Extract provided
Redshift Spectrum enables you to run queries directly on data stored in Amazon S3 without loading the data into tables. It extends the querying capabilities of AWS Redshift to include data in S3, allowing you to analyze vast amounts of data stored in different file formats, such as CSV, JSON, Parquet, and more.
Amazon Redshift Spectrum bases its billing on the amount of data scanned, rounded to the nearest megabyte, with a 10 MB minimum per query. So if you scanned one terabyte of data, you would be charged $5.
Amazon Redshift's Concurrency Scaling is a feature that automatically adds temporary capacity to ensure consistently fast performance, even during peak usage with numerous concurrent queries and users. This scalable capability eliminates manual resource management, has no upfront costs, and does not charge for transient clusters' startup or shutdown time.
You can accumulate one hour of Concurrency Scaling cluster credits every 24 hours while your main cluster runs. If your usage exceeds the free credits, you are billed the per-second on-demand rate for the Concurrency Scaling cluster, with a minimum charge per activation.
The number and type of nodes in your Amazon Redshift cluster determine this rate. However, with Amazon Redshift Serverless, resources automatically scale up and down based on workload needs, and there are no separate charges for concurrency scaling. The pricing for concurrency scaling in US East per second ranges from $0.00024 to $0.00362.
Amazon Redshift provides automatic backups for your data warehouse at no additional cost. While these backups are sufficient for most scenarios, taking manual snapshots at specific points in time can be beneficial. The storage pricing bases these additional backups on standard Amazon S3 prices for clusters using RA3 node types. For clusters using DC nodes, manual backup storage exceeding the specified rates are charged at standard S3 rates.
Amazon does offer other backup alternatives, such as Amazon S3 Backup and Amazon Redshift Cluster Snapshot.
Each backup option gives you the choice of warm and cold storage. Warm storage lets you access your data fast, which is ideal for data you want to access daily. Cold storage gives you slower access to your data and is more used for archived data that isn’t often needed. Pricing for Amazon backup storage in US Ohio ranges from $0.01 to $0.10 per GB per month.
Reserved Instances offer significant cost savings for steady-state production workloads compared to on-demand pricing. Customers typically purchase Reserved Instances after validating their production configurations through experiments and proof-of-concepts.
By committing to a one- or three-year term, you can benefit from substantial discounts over on-demand rates, with pricing specific to the purchased node type. Reserved Instances include additional data copies, backup, durability, availability, security, monitoring, and maintenance services.
There are three pricing options available: No Upfront, Partial Upfront, and All Upfront. While Reserved Instances are not used to create data warehouse clusters, the associated upfront and monthly fees apply regardless of cluster status.
Redshift ML helps data analysts and database developers to create, train, and apply machine learning models using SQL commands familiar to Redshift data warehouses. You get access to Amazon SageMaker, a fully managed machine learning service where you can use SQL statements to create and train Amazon SageMaker machine learning models from your AWS Redshift data to make predictions.
Redshift ML provides two free CREATE MODEL requests per month for two months, with up to 100,000 cells per request. Beyond that, you get charged for the number of cells, starting from $20 per million cells.
Understanding the pricing of Amazon Redshift is crucial for optimizing costs and maximizing the benefits of its features. Redshift offers different pricing models, and comprehending each aspect will enable you to make informed decisions regarding workloads, compute resources, storage, and overall spend.

Data excerpts
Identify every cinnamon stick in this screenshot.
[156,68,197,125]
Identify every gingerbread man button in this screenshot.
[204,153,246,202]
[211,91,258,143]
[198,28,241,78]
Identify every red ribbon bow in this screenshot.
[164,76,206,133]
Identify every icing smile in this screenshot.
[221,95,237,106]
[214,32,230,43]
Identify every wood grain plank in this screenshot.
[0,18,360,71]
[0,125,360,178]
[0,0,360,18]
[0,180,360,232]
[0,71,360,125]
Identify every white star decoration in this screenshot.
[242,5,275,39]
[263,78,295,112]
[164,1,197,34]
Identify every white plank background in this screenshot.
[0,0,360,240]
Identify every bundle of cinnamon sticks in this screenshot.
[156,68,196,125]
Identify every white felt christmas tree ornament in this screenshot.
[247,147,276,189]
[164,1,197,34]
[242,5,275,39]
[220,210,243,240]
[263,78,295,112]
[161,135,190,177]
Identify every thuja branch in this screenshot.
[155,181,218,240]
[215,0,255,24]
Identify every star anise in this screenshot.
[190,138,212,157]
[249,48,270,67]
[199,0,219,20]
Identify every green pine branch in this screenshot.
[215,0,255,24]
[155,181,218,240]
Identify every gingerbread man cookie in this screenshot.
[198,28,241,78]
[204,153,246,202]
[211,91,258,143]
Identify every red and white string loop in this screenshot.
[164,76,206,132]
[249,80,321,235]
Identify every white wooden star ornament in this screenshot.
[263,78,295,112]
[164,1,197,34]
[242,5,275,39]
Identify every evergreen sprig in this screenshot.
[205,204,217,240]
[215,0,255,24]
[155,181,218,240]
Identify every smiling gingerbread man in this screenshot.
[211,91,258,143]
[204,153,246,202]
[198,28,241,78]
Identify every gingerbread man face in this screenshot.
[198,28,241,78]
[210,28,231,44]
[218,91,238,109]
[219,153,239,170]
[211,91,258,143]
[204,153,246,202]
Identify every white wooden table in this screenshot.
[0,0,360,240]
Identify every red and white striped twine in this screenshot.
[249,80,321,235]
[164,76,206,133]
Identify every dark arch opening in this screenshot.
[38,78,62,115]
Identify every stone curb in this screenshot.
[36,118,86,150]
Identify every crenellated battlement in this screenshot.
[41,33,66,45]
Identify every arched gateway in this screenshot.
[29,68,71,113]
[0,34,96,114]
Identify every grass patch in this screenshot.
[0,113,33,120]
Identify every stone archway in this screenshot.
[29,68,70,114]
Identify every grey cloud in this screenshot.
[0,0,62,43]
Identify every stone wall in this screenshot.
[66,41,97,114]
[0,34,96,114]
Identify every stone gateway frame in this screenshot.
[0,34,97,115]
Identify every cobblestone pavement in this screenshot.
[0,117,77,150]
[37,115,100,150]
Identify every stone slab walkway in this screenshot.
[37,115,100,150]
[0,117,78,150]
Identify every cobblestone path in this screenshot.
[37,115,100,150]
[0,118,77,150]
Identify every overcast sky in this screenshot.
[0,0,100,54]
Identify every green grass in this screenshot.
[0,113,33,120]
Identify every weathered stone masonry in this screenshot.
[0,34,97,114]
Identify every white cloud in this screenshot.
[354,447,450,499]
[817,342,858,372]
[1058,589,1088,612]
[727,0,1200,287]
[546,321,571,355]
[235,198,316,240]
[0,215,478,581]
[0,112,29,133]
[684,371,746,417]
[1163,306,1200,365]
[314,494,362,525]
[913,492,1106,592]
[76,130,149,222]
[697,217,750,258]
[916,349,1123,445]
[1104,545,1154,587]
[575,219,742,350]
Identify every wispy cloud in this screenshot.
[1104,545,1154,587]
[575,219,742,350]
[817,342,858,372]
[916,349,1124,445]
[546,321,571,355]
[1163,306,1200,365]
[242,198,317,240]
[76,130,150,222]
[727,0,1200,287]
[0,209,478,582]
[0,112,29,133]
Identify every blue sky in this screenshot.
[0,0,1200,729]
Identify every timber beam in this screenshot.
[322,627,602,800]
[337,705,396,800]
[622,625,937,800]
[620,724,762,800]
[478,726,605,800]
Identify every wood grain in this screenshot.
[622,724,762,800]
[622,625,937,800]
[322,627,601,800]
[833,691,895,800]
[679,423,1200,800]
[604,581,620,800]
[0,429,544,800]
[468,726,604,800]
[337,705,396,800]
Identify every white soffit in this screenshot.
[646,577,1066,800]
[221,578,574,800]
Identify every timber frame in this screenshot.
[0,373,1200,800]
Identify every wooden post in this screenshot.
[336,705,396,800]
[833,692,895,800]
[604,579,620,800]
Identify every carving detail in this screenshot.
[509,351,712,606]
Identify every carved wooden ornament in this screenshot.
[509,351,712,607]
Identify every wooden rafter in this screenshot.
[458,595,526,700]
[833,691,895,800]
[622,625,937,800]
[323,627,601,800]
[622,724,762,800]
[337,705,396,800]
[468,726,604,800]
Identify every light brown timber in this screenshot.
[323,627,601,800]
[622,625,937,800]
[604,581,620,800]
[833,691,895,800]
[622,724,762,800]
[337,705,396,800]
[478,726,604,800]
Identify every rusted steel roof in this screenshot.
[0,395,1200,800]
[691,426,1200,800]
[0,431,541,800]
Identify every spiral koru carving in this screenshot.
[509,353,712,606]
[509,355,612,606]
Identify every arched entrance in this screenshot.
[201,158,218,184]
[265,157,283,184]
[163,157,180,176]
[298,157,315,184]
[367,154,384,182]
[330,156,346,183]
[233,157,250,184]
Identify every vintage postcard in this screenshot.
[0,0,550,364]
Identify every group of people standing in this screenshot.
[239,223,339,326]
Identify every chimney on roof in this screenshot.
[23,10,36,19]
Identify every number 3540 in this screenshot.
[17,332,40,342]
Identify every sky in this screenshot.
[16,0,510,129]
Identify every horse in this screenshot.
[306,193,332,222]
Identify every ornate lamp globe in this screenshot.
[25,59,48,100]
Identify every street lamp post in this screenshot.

Exercise tasks
1/ From the Redshift pricing text, reproduce the passage starting with "Amazon does offer" and going on through "experiments and proof-of-concepts.".
2/ In the Redshift pricing text, why does warm storage suit data used daily while cold storage suits archived data? Answer in one to three sentences.

Written responses
1/
Amazon does offer other backup alternatives, such as Amazon S3 Backup and Amazon Redshift Cluster Snapshot.
Each backup option gives you the choice of warm and cold storage. Warm storage lets you access your data fast, which is ideal for data you want to access daily. Cold storage gives you slower access to your data and is more used for archived data that isn’t often needed. Pricing for Amazon backup storage in US Ohio ranges from $0.01 to $0.10 per GB per month.
Reserved Instances offer significant cost savings for steady-state production workloads compared to on-demand pricing. Customers typically purchase Reserved Instances after validating their production configurations through experiments and proof-of-concepts.

2/ Warm storage gives fast access to data, which makes it ideal for data you want to reach daily. Cold storage gives slower access, so it is used more for archived data that isn't often needed.